Given instruction
Write out the whole listing, matching it exactly.

[Data records]
[START]
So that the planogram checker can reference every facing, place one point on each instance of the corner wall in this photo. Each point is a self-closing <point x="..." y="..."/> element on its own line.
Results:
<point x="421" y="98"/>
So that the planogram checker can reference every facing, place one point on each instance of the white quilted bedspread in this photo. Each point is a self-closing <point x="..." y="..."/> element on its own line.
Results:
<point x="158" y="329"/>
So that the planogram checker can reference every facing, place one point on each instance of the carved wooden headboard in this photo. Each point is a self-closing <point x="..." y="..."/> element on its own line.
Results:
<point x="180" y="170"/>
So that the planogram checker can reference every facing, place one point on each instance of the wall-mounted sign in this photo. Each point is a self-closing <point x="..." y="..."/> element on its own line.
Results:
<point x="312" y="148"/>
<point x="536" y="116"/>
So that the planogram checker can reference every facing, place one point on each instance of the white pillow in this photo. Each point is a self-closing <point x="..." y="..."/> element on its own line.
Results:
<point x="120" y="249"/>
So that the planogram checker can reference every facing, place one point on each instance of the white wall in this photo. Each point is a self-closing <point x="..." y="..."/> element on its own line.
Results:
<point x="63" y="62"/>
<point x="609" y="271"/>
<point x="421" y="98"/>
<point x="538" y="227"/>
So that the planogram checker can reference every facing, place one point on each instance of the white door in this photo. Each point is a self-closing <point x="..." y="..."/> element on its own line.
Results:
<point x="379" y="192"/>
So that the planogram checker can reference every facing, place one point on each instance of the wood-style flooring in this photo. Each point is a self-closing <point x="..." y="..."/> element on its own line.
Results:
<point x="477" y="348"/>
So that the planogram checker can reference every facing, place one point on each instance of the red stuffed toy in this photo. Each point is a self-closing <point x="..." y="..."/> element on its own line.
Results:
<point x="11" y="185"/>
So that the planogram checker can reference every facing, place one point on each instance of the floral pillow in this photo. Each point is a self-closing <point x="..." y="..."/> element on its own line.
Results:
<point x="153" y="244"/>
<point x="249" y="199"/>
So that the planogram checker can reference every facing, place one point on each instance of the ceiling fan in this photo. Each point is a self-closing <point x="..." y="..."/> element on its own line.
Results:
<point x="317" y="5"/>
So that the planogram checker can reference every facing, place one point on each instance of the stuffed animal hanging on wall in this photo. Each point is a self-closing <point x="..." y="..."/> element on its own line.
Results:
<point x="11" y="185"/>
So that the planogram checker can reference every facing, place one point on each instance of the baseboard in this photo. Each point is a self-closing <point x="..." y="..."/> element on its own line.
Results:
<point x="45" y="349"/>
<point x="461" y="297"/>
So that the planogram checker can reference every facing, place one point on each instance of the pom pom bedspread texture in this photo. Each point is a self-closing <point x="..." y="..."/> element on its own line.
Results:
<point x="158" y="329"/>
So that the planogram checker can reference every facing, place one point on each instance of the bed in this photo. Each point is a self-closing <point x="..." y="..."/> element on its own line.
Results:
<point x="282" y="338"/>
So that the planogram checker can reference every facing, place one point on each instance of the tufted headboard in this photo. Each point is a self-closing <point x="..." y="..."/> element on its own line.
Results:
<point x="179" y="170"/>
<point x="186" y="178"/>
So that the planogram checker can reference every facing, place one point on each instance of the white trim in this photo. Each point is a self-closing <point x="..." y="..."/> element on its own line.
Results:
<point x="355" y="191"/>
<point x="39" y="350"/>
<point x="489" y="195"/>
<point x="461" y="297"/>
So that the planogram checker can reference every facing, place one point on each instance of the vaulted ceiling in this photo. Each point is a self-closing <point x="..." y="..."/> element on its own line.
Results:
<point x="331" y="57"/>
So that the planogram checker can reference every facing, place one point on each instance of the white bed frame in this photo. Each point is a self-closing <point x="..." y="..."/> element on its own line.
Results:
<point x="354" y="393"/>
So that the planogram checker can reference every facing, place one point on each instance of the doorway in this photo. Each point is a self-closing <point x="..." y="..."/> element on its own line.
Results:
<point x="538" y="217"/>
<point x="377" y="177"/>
[END]
Output of the task
So that the planogram checker can reference every facing, place one point on each instance of the corner wall in this photo. Each point is a self-closing <point x="..." y="..."/> element on its own line.
Results:
<point x="421" y="98"/>
So that the planogram checker can reference every facing, place one point on each instance of the white quilted bedspread in this photo. Each point is a self-closing <point x="..." y="..."/> element on its own line.
Results:
<point x="158" y="329"/>
So that the planogram checker can reference every facing, place one point on each instance of the carved wooden headboard in this photo. Each point is a self-closing <point x="..." y="..."/> element on its own line.
Results:
<point x="180" y="170"/>
So that the planogram checker can reference every facing, place one point on each instance of the wall-mounted sign in this photo. Each point is a self-closing <point x="..." y="..."/> element on its own line.
Results:
<point x="312" y="148"/>
<point x="536" y="116"/>
So that the planogram checker can reference every facing, place one point on each instance of the white pillow in this photo. Each point is a self-closing <point x="..." y="..."/> element on its own line.
Results:
<point x="120" y="249"/>
So that the planogram checker can reference every facing, place one point on each instance of the white wall in this photo. Each point is a self-closing <point x="..." y="..."/> element on its own line.
Results:
<point x="63" y="62"/>
<point x="609" y="271"/>
<point x="421" y="98"/>
<point x="538" y="227"/>
So that the planogram checker can reference every facing, place one point on each instance of the white door in this photo. Each point is a self-closing <point x="..." y="..."/> element on its own line.
Results:
<point x="379" y="192"/>
So that the planogram checker can reference every facing, place one point on each instance of the wood-style flooring in this photo. Each point is a self-closing <point x="..." y="..."/> element on its own line.
Results:
<point x="477" y="348"/>
So that the planogram checker can reference every facing, place one point on each instance of the red stuffed toy in this photo. Each point is a self-closing <point x="..." y="..."/> element on its own line.
Results:
<point x="11" y="185"/>
So that the planogram checker can reference every facing, place one point on each instance of the floral pillow in this photo. Each point is a self-closing <point x="..." y="..."/> element on its own line.
Results:
<point x="153" y="244"/>
<point x="249" y="199"/>
So that the planogram checker can reference every facing, place one point on each instance of the ceiling fan in this photo. Each point is a self-closing <point x="..." y="..."/> element on its own line.
Results:
<point x="317" y="5"/>
So that the planogram checker can reference every facing, place one point on each instance of the stuffed animal hanging on wall in this photo. Each point is a self-closing <point x="..." y="..."/> element on its own line.
Results:
<point x="11" y="185"/>
So that the planogram checker can reference every facing, place one point on each instance of the baseboard in this photo. Each point is a self-closing <point x="..." y="..."/> element on its own line.
Results:
<point x="45" y="349"/>
<point x="461" y="297"/>
So that the planogram checker can reference every facing, place one point on each instance of the pom pom bedspread texture in this photo. Each point is a self-closing <point x="..." y="..."/> element on its own line.
Results:
<point x="158" y="329"/>
So that the planogram checker can reference every facing, place one point on each instance of the bed in this photo. Each point is a self-closing <point x="..." y="..."/> element on its own line.
Results:
<point x="282" y="338"/>
So that the planogram checker can reference every facing, place one point on each instance of the tufted headboard in this photo. Each point is a self-closing <point x="..." y="..."/> element on its own line.
Results:
<point x="179" y="170"/>
<point x="186" y="178"/>
So that the planogram checker can reference every facing, place one point on each instance of the white trim in this photo. Each point is a self-closing <point x="..." y="..."/> element on its own line.
Results:
<point x="355" y="191"/>
<point x="39" y="350"/>
<point x="489" y="195"/>
<point x="461" y="297"/>
So that the planogram checker can reference every facing, place one point on each instance of the vaulted ceiling in this photo. Each point is a self-closing <point x="..." y="..."/> element on its own line.
Results:
<point x="331" y="57"/>
So that the planogram checker can reference every facing, place one point on each instance of the white bed frame in this photo. Each point is a self-closing <point x="..." y="..."/> element on its own line.
Results:
<point x="354" y="393"/>
So that the planogram checker can reference every facing, place one point on each instance of the doorway in this photo. Each point is a self-closing <point x="..." y="..."/> element on its own line.
Results:
<point x="538" y="217"/>
<point x="377" y="177"/>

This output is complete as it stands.